**WHAT TO PRODUCE**
Find the line with "Target: church tower" in the records below. Copy it and every line after it, up to and including the line with "Target: parked car".

**Saved entries**
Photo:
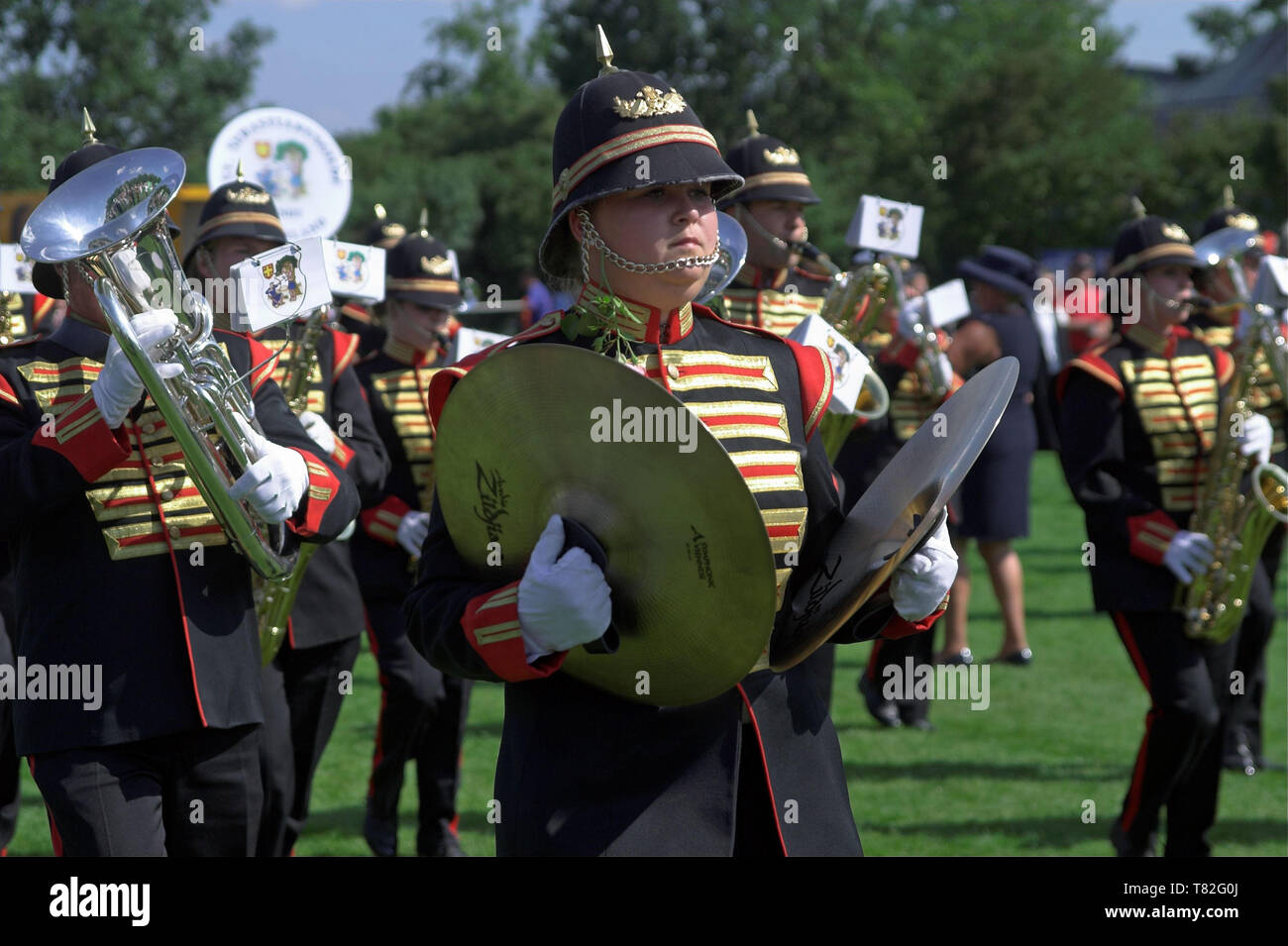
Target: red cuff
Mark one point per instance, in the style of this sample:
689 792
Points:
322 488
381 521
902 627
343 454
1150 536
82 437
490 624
--
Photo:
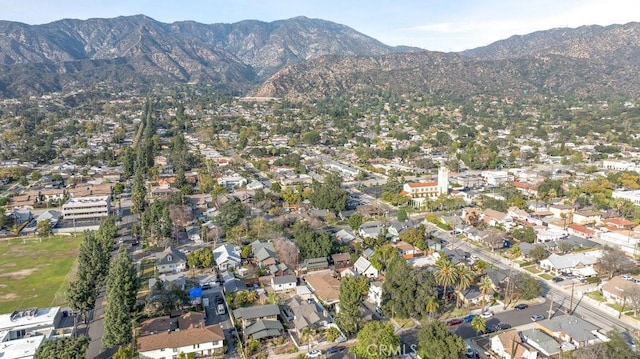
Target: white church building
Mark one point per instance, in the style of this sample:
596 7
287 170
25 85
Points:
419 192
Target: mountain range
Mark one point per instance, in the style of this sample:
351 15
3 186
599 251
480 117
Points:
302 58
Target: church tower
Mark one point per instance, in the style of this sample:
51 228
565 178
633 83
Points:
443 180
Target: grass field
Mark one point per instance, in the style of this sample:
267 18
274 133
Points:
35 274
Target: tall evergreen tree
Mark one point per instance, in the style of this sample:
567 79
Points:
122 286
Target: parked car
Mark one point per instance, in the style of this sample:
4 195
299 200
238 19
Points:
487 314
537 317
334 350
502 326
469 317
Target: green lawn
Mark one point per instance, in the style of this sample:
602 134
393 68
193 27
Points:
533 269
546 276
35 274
---
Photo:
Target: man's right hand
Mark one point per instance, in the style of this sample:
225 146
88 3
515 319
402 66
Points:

**TASK ANSWER**
Target: church tower
Mark one point per instance, in the style of this sample:
51 228
565 178
633 83
Points:
443 180
Target: grass field
Mark one point per instance, in the style of this sample:
267 18
274 133
Points:
35 274
Target: tall evergreen tree
Mark one point per instance, in the style of this sample:
567 79
Points:
122 286
Target: parked car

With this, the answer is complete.